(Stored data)
[start]
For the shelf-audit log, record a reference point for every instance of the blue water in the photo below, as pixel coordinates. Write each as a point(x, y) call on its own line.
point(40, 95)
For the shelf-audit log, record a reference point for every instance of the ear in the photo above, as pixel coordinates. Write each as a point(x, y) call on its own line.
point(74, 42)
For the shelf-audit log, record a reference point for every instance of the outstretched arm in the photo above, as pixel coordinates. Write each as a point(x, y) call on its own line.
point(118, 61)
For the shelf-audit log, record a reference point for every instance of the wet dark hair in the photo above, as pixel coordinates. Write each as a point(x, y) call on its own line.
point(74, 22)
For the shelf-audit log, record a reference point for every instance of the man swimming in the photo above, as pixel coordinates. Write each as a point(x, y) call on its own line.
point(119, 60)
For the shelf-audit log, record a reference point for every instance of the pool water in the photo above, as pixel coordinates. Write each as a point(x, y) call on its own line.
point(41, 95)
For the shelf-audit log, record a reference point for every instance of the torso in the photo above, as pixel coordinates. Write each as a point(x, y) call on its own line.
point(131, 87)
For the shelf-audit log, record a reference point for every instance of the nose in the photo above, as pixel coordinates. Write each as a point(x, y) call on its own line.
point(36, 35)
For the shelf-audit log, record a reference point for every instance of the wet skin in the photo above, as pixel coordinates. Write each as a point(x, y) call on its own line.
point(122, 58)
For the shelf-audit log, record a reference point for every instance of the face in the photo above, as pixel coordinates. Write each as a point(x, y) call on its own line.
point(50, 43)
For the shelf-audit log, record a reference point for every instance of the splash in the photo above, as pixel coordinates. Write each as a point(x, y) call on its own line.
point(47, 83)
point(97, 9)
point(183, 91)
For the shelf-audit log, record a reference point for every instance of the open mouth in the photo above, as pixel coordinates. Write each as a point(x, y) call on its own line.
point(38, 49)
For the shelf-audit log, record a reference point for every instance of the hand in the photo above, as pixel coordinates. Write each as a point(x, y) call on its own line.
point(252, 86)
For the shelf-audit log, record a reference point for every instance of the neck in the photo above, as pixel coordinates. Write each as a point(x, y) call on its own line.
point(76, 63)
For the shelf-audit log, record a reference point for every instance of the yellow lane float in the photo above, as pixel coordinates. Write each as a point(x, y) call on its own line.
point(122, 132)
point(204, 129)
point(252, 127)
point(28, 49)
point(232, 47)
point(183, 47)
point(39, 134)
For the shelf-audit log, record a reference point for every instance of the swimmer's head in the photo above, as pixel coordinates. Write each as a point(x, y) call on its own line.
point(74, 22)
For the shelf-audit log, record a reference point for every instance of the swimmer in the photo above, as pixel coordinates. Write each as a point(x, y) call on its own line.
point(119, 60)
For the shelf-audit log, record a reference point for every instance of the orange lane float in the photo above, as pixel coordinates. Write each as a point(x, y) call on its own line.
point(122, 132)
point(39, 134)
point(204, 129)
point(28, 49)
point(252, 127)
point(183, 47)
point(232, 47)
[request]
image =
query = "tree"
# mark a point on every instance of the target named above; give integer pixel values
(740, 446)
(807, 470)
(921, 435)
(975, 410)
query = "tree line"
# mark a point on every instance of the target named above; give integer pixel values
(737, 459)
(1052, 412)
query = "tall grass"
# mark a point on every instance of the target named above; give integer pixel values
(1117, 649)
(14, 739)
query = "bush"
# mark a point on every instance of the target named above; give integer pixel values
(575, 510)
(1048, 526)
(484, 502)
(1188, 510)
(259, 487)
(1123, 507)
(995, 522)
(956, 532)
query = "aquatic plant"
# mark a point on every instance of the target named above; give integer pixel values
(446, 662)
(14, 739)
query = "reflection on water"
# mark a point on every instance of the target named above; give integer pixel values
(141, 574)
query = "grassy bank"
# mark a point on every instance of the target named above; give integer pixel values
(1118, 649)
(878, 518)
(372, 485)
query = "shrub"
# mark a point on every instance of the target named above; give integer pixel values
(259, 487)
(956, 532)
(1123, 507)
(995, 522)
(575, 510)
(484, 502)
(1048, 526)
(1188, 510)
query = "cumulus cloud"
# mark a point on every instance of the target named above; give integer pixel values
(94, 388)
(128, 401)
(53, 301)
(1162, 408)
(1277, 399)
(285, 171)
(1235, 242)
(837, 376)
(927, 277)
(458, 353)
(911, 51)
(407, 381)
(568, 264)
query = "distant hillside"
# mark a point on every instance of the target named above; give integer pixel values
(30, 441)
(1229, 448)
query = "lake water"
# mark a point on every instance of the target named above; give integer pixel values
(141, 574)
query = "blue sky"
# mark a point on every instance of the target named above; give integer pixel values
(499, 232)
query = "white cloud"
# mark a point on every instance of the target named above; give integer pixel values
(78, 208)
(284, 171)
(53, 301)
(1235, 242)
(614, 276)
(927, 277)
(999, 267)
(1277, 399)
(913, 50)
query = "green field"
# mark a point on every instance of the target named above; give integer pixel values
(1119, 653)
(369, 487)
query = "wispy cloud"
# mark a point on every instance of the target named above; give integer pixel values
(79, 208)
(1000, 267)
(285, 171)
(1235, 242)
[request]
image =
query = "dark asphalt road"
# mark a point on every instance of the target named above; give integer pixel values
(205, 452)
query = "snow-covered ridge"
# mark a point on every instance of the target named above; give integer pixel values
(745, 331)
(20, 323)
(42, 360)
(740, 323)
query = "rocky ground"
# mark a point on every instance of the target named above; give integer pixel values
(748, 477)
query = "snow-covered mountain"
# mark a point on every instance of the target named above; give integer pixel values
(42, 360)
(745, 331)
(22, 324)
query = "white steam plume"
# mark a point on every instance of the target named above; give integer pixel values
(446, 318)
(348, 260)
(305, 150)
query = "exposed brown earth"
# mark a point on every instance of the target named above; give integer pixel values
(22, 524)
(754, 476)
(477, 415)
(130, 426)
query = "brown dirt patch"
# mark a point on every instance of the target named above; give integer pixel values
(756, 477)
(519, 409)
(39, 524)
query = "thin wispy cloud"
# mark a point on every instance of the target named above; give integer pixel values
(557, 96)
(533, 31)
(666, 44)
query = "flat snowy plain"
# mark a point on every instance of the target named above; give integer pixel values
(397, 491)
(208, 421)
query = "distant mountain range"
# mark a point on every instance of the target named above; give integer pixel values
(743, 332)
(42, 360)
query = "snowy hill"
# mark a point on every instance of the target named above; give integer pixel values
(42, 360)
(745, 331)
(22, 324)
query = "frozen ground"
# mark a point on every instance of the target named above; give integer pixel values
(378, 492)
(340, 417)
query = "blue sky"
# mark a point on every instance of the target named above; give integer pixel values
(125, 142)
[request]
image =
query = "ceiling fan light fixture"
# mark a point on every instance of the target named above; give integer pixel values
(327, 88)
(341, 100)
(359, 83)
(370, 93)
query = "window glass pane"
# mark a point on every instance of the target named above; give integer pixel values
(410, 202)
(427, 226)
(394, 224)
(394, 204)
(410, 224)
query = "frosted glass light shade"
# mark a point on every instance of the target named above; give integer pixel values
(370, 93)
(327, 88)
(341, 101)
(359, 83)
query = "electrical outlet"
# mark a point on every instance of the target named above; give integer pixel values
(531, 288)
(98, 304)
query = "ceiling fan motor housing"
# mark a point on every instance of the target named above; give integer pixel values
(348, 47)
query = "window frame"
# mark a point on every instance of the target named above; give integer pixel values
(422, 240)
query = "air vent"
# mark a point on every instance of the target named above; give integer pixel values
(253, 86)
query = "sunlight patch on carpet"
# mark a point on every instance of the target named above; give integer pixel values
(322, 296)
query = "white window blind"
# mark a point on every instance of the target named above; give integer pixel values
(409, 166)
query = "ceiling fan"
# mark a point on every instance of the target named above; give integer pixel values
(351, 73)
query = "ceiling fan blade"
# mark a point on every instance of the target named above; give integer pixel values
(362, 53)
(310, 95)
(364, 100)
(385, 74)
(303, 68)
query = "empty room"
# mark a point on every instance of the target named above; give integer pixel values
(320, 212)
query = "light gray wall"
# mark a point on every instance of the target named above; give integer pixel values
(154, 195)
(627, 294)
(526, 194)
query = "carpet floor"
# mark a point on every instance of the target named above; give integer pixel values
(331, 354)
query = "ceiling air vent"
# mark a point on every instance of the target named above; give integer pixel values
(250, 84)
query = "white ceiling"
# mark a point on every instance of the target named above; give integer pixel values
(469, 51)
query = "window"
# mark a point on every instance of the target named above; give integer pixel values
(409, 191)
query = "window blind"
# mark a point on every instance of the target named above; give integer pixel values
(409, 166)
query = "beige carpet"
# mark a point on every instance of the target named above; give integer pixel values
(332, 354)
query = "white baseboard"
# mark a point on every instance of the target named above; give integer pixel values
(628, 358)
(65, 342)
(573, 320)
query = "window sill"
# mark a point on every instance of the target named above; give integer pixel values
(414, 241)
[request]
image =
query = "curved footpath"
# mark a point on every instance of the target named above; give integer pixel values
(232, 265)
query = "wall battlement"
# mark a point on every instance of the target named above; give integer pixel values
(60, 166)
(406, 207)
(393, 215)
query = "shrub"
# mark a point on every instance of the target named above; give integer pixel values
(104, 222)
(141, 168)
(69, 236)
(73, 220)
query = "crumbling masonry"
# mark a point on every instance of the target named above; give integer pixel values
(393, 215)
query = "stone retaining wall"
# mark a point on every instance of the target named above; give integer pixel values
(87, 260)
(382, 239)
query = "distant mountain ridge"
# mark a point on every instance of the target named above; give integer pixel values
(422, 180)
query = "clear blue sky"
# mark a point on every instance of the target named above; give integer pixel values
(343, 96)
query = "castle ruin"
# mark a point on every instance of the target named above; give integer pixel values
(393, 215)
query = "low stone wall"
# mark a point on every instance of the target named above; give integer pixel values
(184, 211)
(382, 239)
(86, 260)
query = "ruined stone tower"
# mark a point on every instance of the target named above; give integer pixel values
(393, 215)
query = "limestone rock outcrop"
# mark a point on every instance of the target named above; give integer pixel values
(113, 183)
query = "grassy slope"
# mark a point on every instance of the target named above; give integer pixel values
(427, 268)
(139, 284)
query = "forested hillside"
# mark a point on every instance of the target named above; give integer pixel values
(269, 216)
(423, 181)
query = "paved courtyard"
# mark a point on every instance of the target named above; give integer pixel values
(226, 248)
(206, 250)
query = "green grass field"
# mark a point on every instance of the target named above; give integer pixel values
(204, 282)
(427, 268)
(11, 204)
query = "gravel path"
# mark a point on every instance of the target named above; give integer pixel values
[end]
*WHAT THE TASK REQUIRES*:
Update everything from the start of the records down to the line containing "point(131, 87)" by changing "shelf-audit log" to "stock-check log". Leave all other text unchanged.

*FINISHED EXERCISE*:
For the stock-check log, record a reference point for every instance of the blue water in the photo below, as pixel coordinates. Write each as a point(x, y) call on its own line.
point(40, 95)
For the stock-check log, record a reference point for every instance of the ear in the photo above, as pixel coordinates. Write each as a point(x, y) call on its own line.
point(74, 42)
For the stock-check log, record a reference point for every instance of the outstretched arm in the photo above, as pixel coordinates. Write each as a point(x, y) call on its own line.
point(118, 61)
For the stock-check log, record a reference point for every instance of the wet dark hair in the photo above, as pixel coordinates. Write each as a point(x, y) call on its own line.
point(74, 22)
For the stock-check log, record a reference point for every instance of the man swimming in the photo above, as pixel coordinates. Write each as a point(x, y) call on its own line.
point(119, 60)
For the stock-check log, record a reference point for every instance of the pool water in the photo above, as pixel coordinates. Write each as a point(x, y) call on its own line.
point(41, 95)
For the stock-check log, record a reference point for every instance of the torso in the photo above, as pixel coordinates. Write each as a point(x, y) call on its own line.
point(131, 87)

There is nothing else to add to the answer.